• [Bagian Teks]:
..............................
Agus Wahyudi, SSos., M Pd -Dosen PGSD FKIP

Film pendek fenomenal berjudul ‘Tilik’ menjadi perbicangan akhir-akhir ini. Bahkan nama salah satu karakternya, Bu Tedjo menjadi trending topic di Twitter, Jumat (21/8/2020).

Tilik merupakan bahasa Jawa, yang artinya menjenguk orang sakit. Film karya Wahyu Agung Prasetyo itu bercerita tentang kisah rombongan ibu-ibu yang menempuh perjalanan dengan truk untuk menjenguk Ibu Lurah yang sedang sakit di rumah sakit. Sepanjang perjalanan, ibu-ibu berceloteh dan bergosip ria. Salah satunya mengenai Dian, seorang kembang desa yang belum kunjung menikah.

Kekuatan Film Tilik

Film ini adalah film pendek produksi Ravacana Films dengan durasi 32 menit. Tilik merupakan film yang unik dan menarik. Film ini menyelipkan pesan yang sangat relevan dengan kehidupan kita sekarang dengan mengangkat budaya dan kehidupan sehari-hari masyarakat.
..............................
• [Bahan yang Disediakan]:

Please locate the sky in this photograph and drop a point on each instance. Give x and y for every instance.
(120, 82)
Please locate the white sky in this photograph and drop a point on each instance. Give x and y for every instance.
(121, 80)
..............................
• [Petunjuk Tugas]: Ketik ulang tanpa perubahan sedikit pun bagian teks tentang film Tilik yang dimulai pada kata-kata "Film pendek fenomenal" dan berhenti setelah kata-kata "belum kunjung menikah.".

• [Jawaban Soal]:
Film pendek fenomenal berjudul ‘Tilik’ menjadi perbicangan akhir-akhir ini. Bahkan nama salah satu karakternya, Bu Tedjo menjadi trending topic di Twitter, Jumat (21/8/2020).

Tilik merupakan bahasa Jawa, yang artinya menjenguk orang sakit. Film karya Wahyu Agung Prasetyo itu bercerita tentang kisah rombongan ibu-ibu yang menempuh perjalanan dengan truk untuk menjenguk Ibu Lurah yang sedang sakit di rumah sakit. Sepanjang perjalanan, ibu-ibu berceloteh dan bergosip ria. Salah satunya mengenai Dian, seorang kembang desa yang belum kunjung menikah.